▶ [STATED GOAL] Could you copy out every one of the records below, requests included, with both numbers of each x,y coordinate pair in the answers raised by 123?

═══ DATA PROVIDED ═══

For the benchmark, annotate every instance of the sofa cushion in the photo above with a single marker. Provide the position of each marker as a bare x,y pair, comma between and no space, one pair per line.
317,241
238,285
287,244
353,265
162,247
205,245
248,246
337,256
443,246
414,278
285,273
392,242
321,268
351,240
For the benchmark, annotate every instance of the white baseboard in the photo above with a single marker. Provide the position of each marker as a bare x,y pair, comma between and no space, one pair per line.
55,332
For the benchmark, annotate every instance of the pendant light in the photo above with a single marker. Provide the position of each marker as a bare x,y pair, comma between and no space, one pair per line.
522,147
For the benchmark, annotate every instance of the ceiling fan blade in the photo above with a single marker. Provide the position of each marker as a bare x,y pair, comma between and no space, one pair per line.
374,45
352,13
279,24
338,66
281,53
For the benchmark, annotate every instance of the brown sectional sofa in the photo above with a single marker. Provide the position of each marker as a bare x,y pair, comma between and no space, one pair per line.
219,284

═══

▶ [FULL ANSWER]
For the benchmark, annotate every instance of the sofa cushion in the photo above with a single marker. Provide the position of each marker as a bare x,y pair, comma between and no space, one pair per line.
440,364
361,408
410,367
476,388
285,370
328,368
371,369
460,379
566,369
537,401
408,396
515,365
444,391
474,363
For the benchmark, annotate every instance of the white baseboard in the photo above with a single marker. Provide the position of each marker as a bare x,y pair, comma between and no space, one pair per line.
178,455
For the benchmark, annotate every instance of the pendant light in the photo above with a single marker. Provide the position of each marker as a bare x,y pair, comma between and no space, one pair per line.
645,270
For the benchmark, annotate every instance of the ceiling fan blade in the photo above with a single marker. Provide the position of each marker as a bare x,y pair, comma between and no space, one pair per line.
497,168
475,136
402,147
461,189
404,176
For the benchmark, annotate every instance of the brown sectional sofa in the photo above with a single marker. Provide the position of each marker as a bare x,y pair, comma between and no space, one pair per line.
342,407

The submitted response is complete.